§ **解くべき問題**
1. ボクシング連盟の会長辞任を論じた文章では、連盟の立て直しや信頼回復のために、まず何が求められると述べていますか。
2. ボクシング連盟の会長辞任を論じた文章を、最後の文の後から書き進めてください。

§ **本文抜粋**
2018.08.09 08:00

【ボクシング連盟】会長辞任で決着ではない

 日本ボクシング連盟の山根明会長が辞任を表明した。一連の不正疑惑の責任を取った形だ。
 山根氏は、助成金の流用や過去の暴力団組長との関係が批判されてきた。大会の不可解な審判判定への関与も取り沙汰されてきた。
 連盟の競技団体としての信頼は失墜した。何より、ひたむきにボクシングに打ち込む選手たちを裏切り、名誉を傷つけた責任は重い。辞任は当然である。
 ただ、これで問題が決着するわけではない。数々の疑惑の真相は見えないままだ。連盟の中で、なぜ不正疑惑が見逃されてきたのかも大きな疑問として残る。
 辞任によってこれらがうやむやになるようでは、連盟の立て直しや信頼回復は望めまい。まずは第三者による徹底した調査が求められる。

§ **データセット項目**

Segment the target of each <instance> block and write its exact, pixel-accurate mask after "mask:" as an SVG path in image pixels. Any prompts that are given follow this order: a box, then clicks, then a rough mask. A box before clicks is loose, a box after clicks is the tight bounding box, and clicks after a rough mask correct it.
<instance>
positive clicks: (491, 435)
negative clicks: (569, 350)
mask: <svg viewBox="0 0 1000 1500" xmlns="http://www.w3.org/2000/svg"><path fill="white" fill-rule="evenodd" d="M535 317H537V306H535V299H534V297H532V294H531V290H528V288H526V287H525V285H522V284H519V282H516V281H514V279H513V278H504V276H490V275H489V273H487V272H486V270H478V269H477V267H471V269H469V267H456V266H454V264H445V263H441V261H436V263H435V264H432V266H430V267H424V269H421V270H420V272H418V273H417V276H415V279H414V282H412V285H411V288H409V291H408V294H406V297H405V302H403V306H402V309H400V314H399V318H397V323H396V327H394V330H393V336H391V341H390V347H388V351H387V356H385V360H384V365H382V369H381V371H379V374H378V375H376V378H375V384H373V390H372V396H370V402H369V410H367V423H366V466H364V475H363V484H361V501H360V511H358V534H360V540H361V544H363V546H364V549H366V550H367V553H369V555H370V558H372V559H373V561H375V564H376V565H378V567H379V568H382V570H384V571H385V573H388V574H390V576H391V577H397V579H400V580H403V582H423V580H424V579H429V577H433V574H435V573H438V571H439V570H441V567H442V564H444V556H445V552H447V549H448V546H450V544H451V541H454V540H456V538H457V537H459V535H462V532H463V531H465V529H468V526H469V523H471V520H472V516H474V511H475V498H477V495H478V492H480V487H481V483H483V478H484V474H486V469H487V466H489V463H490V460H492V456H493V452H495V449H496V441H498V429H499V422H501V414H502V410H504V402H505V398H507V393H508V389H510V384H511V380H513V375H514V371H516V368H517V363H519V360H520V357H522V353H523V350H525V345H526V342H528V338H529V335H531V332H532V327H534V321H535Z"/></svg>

§ **解答一覧**
1. 第三者による徹底した調査です。

2.
 騒動の発端は、都道府県連盟の幹部ら333人による告発だ。助成金を不正流用したことや、かつて奈良県連盟の会長を務めた山根氏が同県選手をひいきしたとされる大会の不正判定疑惑を指摘した。
 山根氏は不正判定を全面否定する一方で、助成金流用は認めた。当時の暴力団組長との交際は「約50年前の話で若気の至り」とした。
 競技団体の清廉性や透明性はフェアプレーの大前提といってよい。山根氏がトップとしての適格性を欠くのは明らかであり、スポーツ庁の鈴木大地長官らが辞任を求めたのも無理はない。
 山根氏は連盟内で終身会長に就任して強権を振るってきた。意に沿わない人物は排除し、周りを「イエスマン」で固めたとの証言もある。告発者数を見ても、連盟内に相当の不満がたまっていたと考えられる。
 疑問なのは、連盟は都道府県連盟も束ねる大きな組織であることだ。理事も30人ほどいる。これほど深刻化するまで声が上がらなかったのだろうか。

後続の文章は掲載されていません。